▶ Short exercise
Transcribe the tail of the listing: start at the line containing "the elephant leg" and stop after the last line, keeping every character as is and adding nothing.

▶ Information supplied
^^^^^^^^
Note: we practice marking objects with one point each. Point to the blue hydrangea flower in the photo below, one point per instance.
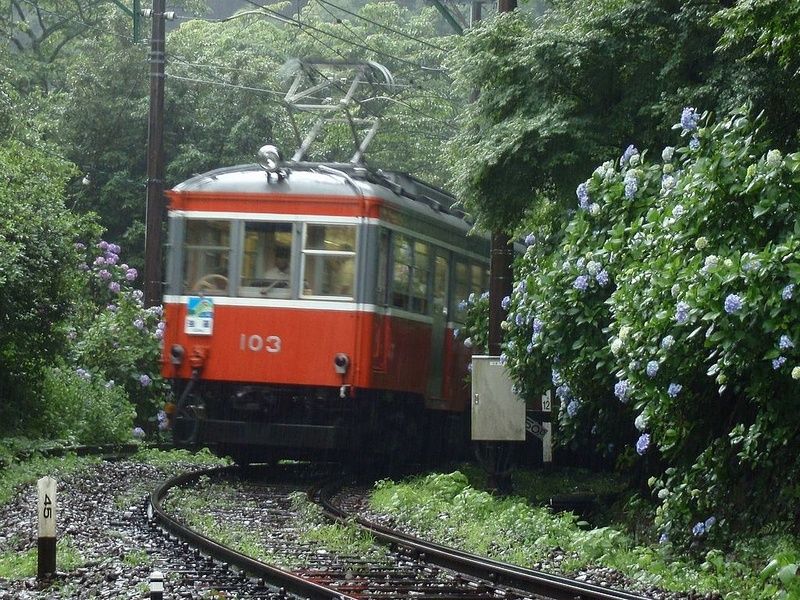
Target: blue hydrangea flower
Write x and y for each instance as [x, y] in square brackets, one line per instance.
[733, 304]
[581, 283]
[583, 196]
[689, 119]
[681, 313]
[626, 156]
[631, 185]
[642, 444]
[622, 389]
[652, 368]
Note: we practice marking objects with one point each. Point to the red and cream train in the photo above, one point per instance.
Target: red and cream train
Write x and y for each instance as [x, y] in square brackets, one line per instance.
[310, 311]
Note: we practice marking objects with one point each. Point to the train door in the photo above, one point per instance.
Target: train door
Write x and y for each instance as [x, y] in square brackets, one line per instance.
[439, 321]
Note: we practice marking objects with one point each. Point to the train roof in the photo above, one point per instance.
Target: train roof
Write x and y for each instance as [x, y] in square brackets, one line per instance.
[327, 178]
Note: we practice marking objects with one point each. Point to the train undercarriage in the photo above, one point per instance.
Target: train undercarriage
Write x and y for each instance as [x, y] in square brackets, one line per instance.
[261, 423]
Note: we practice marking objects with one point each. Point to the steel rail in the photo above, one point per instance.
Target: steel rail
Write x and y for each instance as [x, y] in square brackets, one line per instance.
[291, 583]
[530, 581]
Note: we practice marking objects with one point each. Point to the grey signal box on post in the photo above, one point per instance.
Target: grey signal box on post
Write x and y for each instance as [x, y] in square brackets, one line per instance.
[498, 414]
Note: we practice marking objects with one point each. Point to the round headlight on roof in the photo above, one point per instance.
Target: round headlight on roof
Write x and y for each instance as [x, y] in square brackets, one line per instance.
[269, 158]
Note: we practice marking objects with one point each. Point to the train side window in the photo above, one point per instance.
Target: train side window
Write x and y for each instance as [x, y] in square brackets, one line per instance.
[329, 260]
[419, 286]
[206, 253]
[267, 260]
[401, 269]
[383, 267]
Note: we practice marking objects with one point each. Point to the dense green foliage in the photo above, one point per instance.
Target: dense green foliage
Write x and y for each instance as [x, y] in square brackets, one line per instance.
[558, 94]
[668, 307]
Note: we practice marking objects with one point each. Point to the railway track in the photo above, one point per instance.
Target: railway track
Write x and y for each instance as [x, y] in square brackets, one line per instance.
[402, 567]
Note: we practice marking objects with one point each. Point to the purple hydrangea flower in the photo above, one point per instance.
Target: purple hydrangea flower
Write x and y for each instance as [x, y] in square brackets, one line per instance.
[583, 196]
[652, 368]
[642, 444]
[622, 389]
[681, 313]
[537, 325]
[689, 119]
[626, 156]
[733, 304]
[572, 408]
[581, 283]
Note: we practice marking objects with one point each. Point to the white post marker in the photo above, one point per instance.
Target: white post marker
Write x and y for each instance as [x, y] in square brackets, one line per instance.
[156, 585]
[46, 511]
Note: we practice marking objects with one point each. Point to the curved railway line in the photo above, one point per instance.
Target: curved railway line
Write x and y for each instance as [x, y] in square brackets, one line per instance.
[408, 568]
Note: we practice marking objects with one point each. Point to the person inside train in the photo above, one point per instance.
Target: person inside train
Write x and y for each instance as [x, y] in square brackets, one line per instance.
[278, 276]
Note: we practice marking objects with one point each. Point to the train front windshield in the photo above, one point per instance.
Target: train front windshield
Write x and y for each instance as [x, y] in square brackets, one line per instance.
[268, 259]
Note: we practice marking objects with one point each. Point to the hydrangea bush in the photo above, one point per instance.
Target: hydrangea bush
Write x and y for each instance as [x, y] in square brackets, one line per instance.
[115, 339]
[667, 321]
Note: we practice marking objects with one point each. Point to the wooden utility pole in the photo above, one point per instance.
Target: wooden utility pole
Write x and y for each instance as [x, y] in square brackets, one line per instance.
[155, 162]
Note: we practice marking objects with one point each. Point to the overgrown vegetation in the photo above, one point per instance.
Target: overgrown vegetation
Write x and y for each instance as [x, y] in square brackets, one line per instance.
[444, 507]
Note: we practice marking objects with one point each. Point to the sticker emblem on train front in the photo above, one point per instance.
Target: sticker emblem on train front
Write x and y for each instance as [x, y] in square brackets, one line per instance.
[199, 316]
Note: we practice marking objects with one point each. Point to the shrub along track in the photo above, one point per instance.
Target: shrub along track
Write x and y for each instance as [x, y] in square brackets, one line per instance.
[403, 567]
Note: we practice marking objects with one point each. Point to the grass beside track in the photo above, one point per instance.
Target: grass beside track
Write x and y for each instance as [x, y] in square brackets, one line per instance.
[445, 508]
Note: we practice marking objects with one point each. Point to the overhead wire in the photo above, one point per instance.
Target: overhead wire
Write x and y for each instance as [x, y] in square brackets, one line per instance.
[305, 26]
[383, 26]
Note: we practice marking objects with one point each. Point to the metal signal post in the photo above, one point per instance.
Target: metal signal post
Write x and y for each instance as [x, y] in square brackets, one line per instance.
[155, 161]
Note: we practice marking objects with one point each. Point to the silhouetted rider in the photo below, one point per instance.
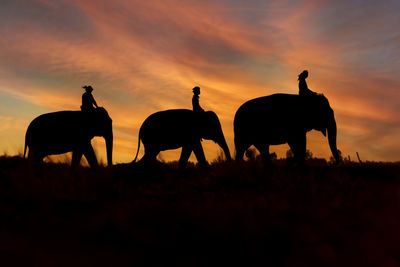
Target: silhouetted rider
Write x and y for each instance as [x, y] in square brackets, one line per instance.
[88, 102]
[303, 88]
[195, 100]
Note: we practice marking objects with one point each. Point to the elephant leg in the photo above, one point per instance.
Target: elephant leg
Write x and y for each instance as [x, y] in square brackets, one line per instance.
[198, 151]
[240, 149]
[264, 151]
[76, 158]
[35, 162]
[185, 154]
[298, 147]
[91, 156]
[150, 155]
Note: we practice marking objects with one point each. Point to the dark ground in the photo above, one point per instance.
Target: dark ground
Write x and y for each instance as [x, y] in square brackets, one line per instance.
[229, 214]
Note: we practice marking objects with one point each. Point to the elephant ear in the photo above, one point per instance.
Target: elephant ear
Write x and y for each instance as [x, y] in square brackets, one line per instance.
[324, 132]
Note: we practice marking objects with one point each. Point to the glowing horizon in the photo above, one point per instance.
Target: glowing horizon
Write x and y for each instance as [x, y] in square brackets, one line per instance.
[145, 56]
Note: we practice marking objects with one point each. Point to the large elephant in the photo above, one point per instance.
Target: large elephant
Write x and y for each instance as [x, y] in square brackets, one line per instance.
[283, 118]
[175, 128]
[66, 131]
^^^^^^^^
▶ Answer
Note: we practice marking objects with one point each. Point to the elephant leg in the photo above, one point per instance.
Target: elephant leg
Write x and y for each instance as [x, y] in square brackets, one line per instance.
[198, 151]
[240, 149]
[264, 151]
[76, 158]
[35, 162]
[185, 154]
[298, 147]
[91, 156]
[150, 155]
Note: we practice marking objects with one point each. Point to the dark ground in the photo above, one point per instance.
Target: dark ground
Write x and y for each instance as [x, y] in square brackets, one line per instance.
[229, 214]
Note: we practice marking objects with one point each. Point to the elephant ear in the photo above, one point per instance.
Target: elephant ear
Write x and y for each instance as [x, y] in square brackets, one line per instance.
[324, 132]
Note: we practice marking objects with one point each. Point to the glowing horizon in the photo above, one point per instance.
Target: glowing horizon
Write x and y for each instance as [x, y] in square brackets, one line per instance.
[145, 56]
Note: we practice marking objects with one point each. Point to the large elephant in the photo above, one point per instance.
Target: large elephant
Write x and y for each instance as [x, y] in square brackets, one line per instance.
[283, 118]
[175, 128]
[66, 131]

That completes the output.